課題
本文によると、北上市議会主催のフォーラムに横手市議会から参加したのは何名か。

本文
======
奥 山 豊 和 (おくやま とよかず)公式ブログ

培った経験と人脈を活かし、生まれ育った故郷を元気に。
対話重視、市民が主役の市政運営を取り戻します。

議会改革への意思。

2018-02-18 23:48:59 | 日記

昨日は、お隣岩手県北上市にて、同市議会主催のフォーラムに参加して参りました。

例年横手の冬も、かまくら・ぼんでんが過ぎれば春に向かっていくと言われていますが、昨日は行き帰り大変な吹雪に合い、戻りは湯田ICを過ぎたところで足止めを食らいました。

農協青年部の新年会の席でも話題になりましたが、この雪は消えて無くなるのだろうかと、春仕事に影響が出ないか心配になる位、まだまだ容赦ない今年の冬です。


さて、北上市議会の研修テーマは、「これからの議会・議員のあり方について~議員の報酬と定数を考える~」ということで、そのものズバリの重い課題であった。



横手市議会からは、議長はじめ事務局含め7名の参加であったが、何を感じ、何に気付き、これから具体的に議会全体としてどんな行動に移していけるかが問われている・・・

研修会は2部構成となっており、はじめは北上市議会のこれまでの議会改革の取り組みについてご紹介を頂いた。
======
提供データ

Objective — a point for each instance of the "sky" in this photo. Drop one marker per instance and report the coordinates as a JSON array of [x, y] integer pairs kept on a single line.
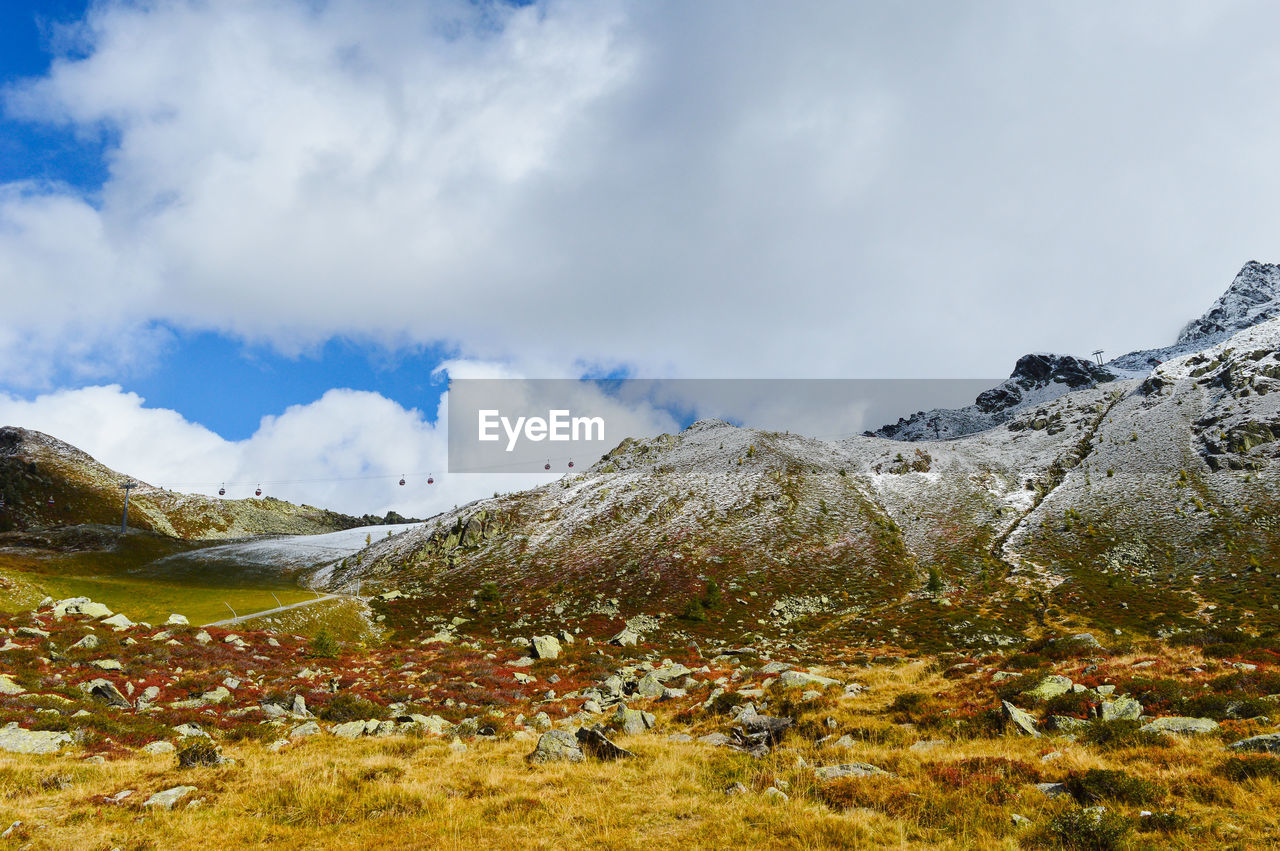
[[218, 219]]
======
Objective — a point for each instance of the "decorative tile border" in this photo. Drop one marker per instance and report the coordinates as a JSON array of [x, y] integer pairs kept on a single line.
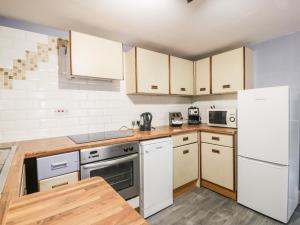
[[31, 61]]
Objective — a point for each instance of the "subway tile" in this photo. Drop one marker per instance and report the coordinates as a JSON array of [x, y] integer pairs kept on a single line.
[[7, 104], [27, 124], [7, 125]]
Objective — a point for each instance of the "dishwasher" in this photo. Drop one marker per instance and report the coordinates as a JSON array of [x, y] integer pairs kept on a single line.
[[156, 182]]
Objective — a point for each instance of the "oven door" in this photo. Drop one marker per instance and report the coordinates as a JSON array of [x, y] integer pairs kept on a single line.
======
解答
議長と事務局を含めて7名。